Passage provided:
— start —

Each IP Multicast packet uses the time-to-live (TTL) field of the IP header as a scope-limiting parameter. The TTL field controls the number of hops that a IP Multicast packet is allowed to propagate. Each time a router forwards a packet, its TTL is decremented. A multicast packet whose TTL has expired (is 0) is dropped, without an error notification to the sender. This mechanism prevents messages from needless transmission to regions of the worldwide Internet that lie beyond the subnets containing the multicast group members.

A local network multicast reaches all immediately-neighboring members of the destination host group (the IP TTL is 1 by default). If a multicast datagram has a TTL greater than 1, the multicast router(s) attached to the local network take responsibility for internetwork forwarding. The datagram is forwarded to other networks that have members of the destination group. On those other member networks that are reachable within the IP time-to-live, an attached multicast router completes delivery by transmitting the datagram as a local multicast. TTL thresholds in multicast routers prevent datagrams with less than a certain TTL from traversing certain subnets. This can provide a convenient mechanism for confining multicast traffic to within campus or enterprise networks. Several standard settings for TTL are specified for the MBONE: 1 for local net, 15 for site, 63 for region and 127 for world.

Internet Group Management Protocol (IGMP)

Multicast packets from remote sources must be relayed by routers, which should only forward them on to the local network if there is a recipient for the multicast host group on the LAN. The Internet Group Management Protocol (IGMP) is used by multicast routers to learn the existence of host group members on their directly attached subnets. It does so by sending IGMP queries and having IP hosts report their host group memberships. The basic version of IGMP dates from 1988 and is now a full Internet standard. It is described in RFC 1112.

IGMP is loosely analogous to ICMP and is implemented over IP. IGMP messages are encapsulated in IP datagrams. IGMP has only two kinds of packets: Host Membership Query and Host Membership Report, with the same simple fixed format containing some control information in the first word of the payload field and a class D address in the second word:

Version

(bits 0-3)

Type

(bits 4-7)

Code

(bits 8-15)

Checksum

(bits 16-31)

Multicast Group Address (Class D)

Other types are used by extensions to this protocol for use by routing protocols.

To determine if any hosts on a local subnet belong to a multicast group, one multicast router per subnet periodically sends a hardware (data link layer) multicast IGMP Host Membership Query to all IP end nodes on its LAN, asking them to report back on the host groups memberships of their processes. This query is sent to the all-hosts group (network address 224.0.0.1) and a TTL of 1 is used so that these queries are not propagated outside of the LAN. Each host sends back one IGMP Host Membership Report message per host group, sent to the group address, so all group members see it (thus only one member reports membership).


Figure 3 - IGMP 

When a process asks its host to join a new multicast host group, the driver creates a hardware multicast address, and an IGMP Host Membership Report with the group address is immediately sent. The host’s network interface is expected to map the IP host group addresses to local network addresses as required to update its multicast reception filter. Each host keeps track of its host group memberships, and when the last process on a host leaves a group, that group is no longer reported by the host.

— end —

Stated exercise: Please print the stretch of the IP multicast text from "(bits 8-15)" to "member reports membership)." word for word.

Extracted entries:
— start —

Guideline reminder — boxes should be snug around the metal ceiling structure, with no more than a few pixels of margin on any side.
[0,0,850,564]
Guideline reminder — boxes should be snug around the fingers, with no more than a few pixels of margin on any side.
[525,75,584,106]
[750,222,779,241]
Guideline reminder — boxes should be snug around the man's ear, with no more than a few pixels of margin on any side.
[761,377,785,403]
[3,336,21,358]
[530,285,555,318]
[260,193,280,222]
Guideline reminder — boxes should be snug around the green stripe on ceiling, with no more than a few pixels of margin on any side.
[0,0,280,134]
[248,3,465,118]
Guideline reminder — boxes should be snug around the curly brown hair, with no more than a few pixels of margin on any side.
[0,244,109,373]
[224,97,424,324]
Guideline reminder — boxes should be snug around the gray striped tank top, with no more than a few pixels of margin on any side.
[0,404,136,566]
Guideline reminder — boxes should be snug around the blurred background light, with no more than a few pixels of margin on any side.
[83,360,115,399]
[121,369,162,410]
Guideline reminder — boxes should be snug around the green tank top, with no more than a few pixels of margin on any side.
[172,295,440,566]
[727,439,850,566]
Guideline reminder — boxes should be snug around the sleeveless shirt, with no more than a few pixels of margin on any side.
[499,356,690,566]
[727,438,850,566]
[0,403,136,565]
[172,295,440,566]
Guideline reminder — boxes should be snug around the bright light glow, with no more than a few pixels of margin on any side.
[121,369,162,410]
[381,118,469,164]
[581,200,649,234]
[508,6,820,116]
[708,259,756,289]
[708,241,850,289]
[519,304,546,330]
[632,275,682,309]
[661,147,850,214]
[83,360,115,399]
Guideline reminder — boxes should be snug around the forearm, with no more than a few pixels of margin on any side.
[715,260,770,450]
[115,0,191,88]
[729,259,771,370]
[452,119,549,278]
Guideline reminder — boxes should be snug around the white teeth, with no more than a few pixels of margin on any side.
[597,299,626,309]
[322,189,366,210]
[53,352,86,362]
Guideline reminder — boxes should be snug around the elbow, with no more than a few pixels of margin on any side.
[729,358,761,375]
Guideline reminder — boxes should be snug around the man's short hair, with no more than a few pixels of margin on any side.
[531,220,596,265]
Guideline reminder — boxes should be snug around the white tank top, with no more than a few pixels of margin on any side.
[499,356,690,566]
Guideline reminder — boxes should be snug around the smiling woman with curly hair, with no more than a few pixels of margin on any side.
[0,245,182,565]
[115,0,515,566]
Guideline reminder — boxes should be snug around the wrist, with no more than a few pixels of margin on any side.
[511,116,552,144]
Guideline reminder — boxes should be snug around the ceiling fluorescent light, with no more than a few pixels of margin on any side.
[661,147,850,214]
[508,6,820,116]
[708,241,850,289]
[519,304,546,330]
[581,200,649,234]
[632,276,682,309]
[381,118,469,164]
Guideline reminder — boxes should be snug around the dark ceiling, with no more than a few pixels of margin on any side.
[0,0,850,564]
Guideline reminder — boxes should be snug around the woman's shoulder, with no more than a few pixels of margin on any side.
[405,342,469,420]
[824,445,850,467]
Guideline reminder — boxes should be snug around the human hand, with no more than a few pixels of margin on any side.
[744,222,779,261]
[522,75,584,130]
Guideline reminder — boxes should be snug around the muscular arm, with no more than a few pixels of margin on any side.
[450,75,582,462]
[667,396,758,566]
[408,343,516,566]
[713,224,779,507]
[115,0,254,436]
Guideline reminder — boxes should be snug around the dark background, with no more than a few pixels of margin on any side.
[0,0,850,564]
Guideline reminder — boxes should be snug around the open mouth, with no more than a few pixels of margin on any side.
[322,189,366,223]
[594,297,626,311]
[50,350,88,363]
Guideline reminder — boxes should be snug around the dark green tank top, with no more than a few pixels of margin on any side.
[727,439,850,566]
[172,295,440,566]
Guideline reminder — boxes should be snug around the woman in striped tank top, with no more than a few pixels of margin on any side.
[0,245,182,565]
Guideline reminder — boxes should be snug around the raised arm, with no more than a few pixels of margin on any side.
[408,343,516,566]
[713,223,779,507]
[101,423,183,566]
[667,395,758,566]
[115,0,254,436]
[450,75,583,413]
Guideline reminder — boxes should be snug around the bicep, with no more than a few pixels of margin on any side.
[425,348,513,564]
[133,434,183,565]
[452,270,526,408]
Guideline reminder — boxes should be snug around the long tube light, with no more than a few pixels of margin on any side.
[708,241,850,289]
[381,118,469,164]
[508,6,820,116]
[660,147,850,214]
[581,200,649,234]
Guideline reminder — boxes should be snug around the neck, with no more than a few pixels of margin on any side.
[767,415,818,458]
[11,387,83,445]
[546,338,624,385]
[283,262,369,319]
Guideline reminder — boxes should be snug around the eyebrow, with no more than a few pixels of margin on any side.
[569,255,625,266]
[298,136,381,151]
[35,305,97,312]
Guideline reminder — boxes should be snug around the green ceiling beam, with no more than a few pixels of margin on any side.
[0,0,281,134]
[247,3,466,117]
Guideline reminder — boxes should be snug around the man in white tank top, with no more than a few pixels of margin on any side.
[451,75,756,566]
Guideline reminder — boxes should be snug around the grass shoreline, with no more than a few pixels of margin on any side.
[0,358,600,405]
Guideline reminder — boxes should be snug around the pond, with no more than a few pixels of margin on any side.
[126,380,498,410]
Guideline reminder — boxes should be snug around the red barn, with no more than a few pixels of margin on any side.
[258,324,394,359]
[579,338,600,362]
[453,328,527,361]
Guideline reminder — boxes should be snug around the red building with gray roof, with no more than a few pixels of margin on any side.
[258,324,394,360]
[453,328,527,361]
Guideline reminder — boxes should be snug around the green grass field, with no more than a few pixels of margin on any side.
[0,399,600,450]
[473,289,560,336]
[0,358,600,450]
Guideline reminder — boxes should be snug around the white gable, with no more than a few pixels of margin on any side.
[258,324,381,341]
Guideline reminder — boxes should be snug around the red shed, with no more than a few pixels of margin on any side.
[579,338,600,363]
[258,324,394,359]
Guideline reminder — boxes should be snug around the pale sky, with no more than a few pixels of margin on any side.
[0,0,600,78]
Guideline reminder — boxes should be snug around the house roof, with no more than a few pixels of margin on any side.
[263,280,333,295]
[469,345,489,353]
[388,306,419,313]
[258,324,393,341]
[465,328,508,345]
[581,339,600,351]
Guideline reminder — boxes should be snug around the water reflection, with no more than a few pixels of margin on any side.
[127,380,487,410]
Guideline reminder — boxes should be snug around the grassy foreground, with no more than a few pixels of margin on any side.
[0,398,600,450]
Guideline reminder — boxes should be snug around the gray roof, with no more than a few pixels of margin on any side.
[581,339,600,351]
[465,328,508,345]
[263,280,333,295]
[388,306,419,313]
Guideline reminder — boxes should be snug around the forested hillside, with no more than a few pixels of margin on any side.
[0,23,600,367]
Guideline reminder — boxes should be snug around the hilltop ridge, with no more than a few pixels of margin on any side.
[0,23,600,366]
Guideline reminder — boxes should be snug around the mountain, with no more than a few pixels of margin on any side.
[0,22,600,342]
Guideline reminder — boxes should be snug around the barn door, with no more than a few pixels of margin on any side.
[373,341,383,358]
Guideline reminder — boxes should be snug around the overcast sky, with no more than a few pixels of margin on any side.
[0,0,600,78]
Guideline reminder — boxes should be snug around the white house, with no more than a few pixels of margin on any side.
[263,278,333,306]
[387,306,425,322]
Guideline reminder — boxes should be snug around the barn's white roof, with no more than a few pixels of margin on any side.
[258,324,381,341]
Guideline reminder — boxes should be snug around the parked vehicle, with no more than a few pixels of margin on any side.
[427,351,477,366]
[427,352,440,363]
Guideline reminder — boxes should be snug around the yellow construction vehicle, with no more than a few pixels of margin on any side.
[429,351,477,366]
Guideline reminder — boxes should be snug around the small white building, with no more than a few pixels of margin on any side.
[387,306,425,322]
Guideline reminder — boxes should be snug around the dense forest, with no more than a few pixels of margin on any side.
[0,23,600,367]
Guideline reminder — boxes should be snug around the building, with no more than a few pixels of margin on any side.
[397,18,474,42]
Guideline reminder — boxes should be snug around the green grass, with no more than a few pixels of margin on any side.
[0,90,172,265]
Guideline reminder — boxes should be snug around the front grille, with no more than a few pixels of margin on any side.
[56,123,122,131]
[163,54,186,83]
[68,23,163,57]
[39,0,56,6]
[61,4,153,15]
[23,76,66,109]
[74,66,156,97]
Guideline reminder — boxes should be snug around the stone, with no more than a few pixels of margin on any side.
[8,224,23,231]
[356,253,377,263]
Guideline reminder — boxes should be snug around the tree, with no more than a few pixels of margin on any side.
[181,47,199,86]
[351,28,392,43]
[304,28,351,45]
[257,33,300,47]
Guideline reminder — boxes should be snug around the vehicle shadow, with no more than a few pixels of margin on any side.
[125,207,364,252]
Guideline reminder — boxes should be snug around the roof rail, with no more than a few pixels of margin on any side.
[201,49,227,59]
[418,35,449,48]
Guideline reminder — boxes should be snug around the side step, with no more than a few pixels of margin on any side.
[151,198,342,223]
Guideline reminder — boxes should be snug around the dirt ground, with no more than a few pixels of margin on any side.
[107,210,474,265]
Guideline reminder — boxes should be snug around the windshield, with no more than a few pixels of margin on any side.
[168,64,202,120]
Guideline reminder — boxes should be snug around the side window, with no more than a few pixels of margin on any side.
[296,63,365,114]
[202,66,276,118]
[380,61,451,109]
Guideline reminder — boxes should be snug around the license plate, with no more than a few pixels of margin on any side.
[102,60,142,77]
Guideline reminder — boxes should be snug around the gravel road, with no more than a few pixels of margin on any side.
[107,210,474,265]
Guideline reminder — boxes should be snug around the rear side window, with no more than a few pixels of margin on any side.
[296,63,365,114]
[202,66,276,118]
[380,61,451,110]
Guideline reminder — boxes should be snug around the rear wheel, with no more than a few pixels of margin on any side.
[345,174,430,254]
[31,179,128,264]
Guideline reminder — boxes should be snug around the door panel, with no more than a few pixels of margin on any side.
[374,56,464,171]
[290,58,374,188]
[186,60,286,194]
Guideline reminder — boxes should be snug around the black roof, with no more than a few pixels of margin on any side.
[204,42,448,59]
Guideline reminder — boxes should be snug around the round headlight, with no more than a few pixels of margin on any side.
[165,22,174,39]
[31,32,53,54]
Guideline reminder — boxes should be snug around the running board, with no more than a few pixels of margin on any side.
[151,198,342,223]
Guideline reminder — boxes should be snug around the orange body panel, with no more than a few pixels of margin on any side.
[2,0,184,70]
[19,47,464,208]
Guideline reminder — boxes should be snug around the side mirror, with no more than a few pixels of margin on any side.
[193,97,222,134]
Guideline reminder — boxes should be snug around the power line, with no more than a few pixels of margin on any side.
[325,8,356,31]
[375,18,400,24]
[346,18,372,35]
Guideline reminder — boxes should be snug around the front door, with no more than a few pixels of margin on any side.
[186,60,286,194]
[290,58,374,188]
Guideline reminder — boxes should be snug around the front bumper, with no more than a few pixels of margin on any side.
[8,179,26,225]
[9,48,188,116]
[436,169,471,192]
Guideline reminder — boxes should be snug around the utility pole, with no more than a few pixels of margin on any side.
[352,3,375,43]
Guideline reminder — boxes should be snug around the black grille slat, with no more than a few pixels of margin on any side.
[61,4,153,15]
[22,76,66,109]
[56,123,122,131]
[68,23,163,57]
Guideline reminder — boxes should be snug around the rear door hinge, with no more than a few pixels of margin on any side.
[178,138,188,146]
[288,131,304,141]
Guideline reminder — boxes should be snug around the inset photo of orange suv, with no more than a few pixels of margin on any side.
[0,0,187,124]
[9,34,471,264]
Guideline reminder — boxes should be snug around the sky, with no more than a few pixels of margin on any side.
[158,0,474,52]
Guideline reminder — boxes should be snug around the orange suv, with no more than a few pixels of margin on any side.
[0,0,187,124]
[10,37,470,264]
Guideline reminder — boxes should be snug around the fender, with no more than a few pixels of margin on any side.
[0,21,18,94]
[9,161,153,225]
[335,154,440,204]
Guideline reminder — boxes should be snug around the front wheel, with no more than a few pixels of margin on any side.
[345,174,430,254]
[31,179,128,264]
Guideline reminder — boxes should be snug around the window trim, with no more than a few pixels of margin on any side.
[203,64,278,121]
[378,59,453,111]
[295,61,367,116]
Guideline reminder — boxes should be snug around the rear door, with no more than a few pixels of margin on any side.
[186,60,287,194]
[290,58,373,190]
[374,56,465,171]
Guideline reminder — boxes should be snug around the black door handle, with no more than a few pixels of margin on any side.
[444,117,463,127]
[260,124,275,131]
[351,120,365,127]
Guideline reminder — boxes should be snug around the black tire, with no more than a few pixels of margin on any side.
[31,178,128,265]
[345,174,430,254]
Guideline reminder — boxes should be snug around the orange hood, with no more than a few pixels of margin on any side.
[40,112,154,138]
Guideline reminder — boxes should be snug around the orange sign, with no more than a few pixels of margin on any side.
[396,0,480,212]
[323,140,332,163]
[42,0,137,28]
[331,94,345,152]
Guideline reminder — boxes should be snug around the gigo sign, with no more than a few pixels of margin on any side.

— end —

Task answer:
(bits 8-15)

Checksum

(bits 16-31)

Multicast Group Address (Class D)

Other types are used by extensions to this protocol for use by routing protocols.

To determine if any hosts on a local subnet belong to a multicast group, one multicast router per subnet periodically sends a hardware (data link layer) multicast IGMP Host Membership Query to all IP end nodes on its LAN, asking them to report back on the host groups memberships of their processes. This query is sent to the all-hosts group (network address 224.0.0.1) and a TTL of 1 is used so that these queries are not propagated outside of the LAN. Each host sends back one IGMP Host Membership Report message per host group, sent to the group address, so all group members see it (thus only one member reports membership).